STATED EXERCISE:
Print out the material that follows word for word.

— Start —

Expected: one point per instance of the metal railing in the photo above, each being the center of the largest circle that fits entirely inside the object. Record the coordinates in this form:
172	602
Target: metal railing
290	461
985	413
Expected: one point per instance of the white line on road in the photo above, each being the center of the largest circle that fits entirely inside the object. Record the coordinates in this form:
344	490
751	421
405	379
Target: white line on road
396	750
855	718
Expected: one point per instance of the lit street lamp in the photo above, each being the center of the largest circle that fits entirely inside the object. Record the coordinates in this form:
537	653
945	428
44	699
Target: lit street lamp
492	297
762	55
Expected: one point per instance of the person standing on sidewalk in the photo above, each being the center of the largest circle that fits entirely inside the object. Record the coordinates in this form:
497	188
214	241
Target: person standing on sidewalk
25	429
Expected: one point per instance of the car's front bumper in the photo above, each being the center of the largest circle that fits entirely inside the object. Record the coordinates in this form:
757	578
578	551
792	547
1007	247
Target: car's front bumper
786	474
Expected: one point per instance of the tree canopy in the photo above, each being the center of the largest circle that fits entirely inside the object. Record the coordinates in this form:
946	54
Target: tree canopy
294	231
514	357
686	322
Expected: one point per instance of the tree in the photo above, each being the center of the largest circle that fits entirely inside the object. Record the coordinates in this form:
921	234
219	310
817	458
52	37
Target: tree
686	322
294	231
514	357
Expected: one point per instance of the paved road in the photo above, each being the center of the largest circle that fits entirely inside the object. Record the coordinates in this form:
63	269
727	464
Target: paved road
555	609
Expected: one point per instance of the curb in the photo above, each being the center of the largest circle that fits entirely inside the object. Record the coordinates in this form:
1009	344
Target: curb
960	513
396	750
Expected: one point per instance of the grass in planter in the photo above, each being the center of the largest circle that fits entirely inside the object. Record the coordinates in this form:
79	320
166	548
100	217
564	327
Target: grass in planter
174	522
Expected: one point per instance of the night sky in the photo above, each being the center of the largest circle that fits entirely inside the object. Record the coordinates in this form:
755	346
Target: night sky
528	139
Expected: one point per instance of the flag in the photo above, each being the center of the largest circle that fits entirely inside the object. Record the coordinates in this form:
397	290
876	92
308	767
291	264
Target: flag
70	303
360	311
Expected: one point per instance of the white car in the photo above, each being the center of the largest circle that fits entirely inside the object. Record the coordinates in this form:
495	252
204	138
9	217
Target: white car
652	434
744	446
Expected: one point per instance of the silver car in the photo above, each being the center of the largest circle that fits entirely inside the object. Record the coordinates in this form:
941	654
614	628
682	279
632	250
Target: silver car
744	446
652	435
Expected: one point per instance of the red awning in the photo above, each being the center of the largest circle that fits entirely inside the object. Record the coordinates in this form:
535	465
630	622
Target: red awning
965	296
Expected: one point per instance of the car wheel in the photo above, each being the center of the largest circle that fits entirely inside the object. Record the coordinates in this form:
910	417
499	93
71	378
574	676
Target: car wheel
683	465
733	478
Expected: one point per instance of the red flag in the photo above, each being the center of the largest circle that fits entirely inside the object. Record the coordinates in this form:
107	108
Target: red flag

— End —

FINISHED TASK:
Expected: one point per instance of the metal railing in the photo above, each being the center of the largest circle that fits entirely inside the object. Record the coordinates in this form:
172	602
Target: metal railing
290	461
985	413
Expected: one point per instance of the white line on road in the photo above, each being the center of the largest circle that fits entirely inside the object. Record the coordinates in this form:
344	490
751	421
405	379
Target: white line on road
396	750
855	718
Expected: one point per instance of the lit street lamp in the photo above, each being the center of the largest circle that fits entirely inside the object. Record the coordinates in this form:
537	653
945	428
44	699
Target: lit street lamp
492	297
762	55
Expected: one point per instance of the person standing on sidewalk in the photo above, each being the center of the largest circle that fits entirely inside the object. Record the coordinates in this form:
497	188
214	241
Target: person standing on sidewalk
25	429
Expected: one point per instance of the car's front bumper in the photo above, each being the center of the largest circle that fits entirely inside the object. Record the coordinates in this form:
757	578
578	551
792	547
1007	247
Target: car's front bumper
786	474
Expected: one point per instance of the tree canopy in the photo above, each being the center of the largest circle that fits entirely inside the object. Record the coordinates in this form:
946	54
Target: tree canopy
294	231
514	357
686	322
Expected: one point per instance of the tree in the photo above, each being the center of the largest circle that fits entirely inside the object. Record the coordinates in this form:
921	234
219	310
817	458
52	37
Target: tree
686	322
294	231
514	357
Expected: one point per instance of the paved road in the photo above, each being the center of the largest circle that fits entirely inside the object. Record the coordinates in this form:
63	269
727	464
Target: paved road
555	609
Expected: one point per instance of the curb in the photo above, each being the center of the largest circle that fits entirely inside the object. Record the coordinates in this form:
1009	344
Target: curb
960	513
396	750
Expected: one point per instance of the grass in planter in the photo above, each being the center of the largest circle that fits entirely inside the object. Record the coordinates in this form:
79	320
166	548
100	217
564	327
Target: grass in planter
174	522
Expected: one point per instance of the night sky in the photo above, each being the center of the largest circle that fits entirely inside the object. Record the coordinates in this form:
755	346
Target: night sky
528	139
Expected: one point per instance of the flag in the photo above, each being the center of the largest circle that fits entirely inside the object. Record the coordinates in this form:
397	290
876	92
308	767
291	264
Target: flag
70	303
360	311
Expected: one point per instance of the white car in the photo above, each being the center of the largest circle that fits entirely inside the object. Record the coordinates in this form:
495	252
204	138
9	217
Target: white car
652	434
744	446
Expected: one point per instance of the silver car in the photo above, each being the center of the largest circle that fits entirely inside the object. Record the coordinates in this form:
941	654
614	628
682	279
632	250
Target: silver car
744	446
652	435
Expected: one point per instance of the red awning in the photo above, each being the center of the largest circle that fits entirely inside the object. Record the coordinates in this form:
535	465
630	622
Target: red awning
965	296
Expected: one point per instance of the car wheel in the photo above, each being the center of the largest circle that fits entirely inside the object. Record the coordinates in this form:
910	417
499	93
71	378
574	676
Target: car wheel
683	465
733	478
Expected: one point per instance of the red flag in the photo above, each being the center of the largest circle that fits entirely inside the object. Record the coordinates in this form:
107	108
Target: red flag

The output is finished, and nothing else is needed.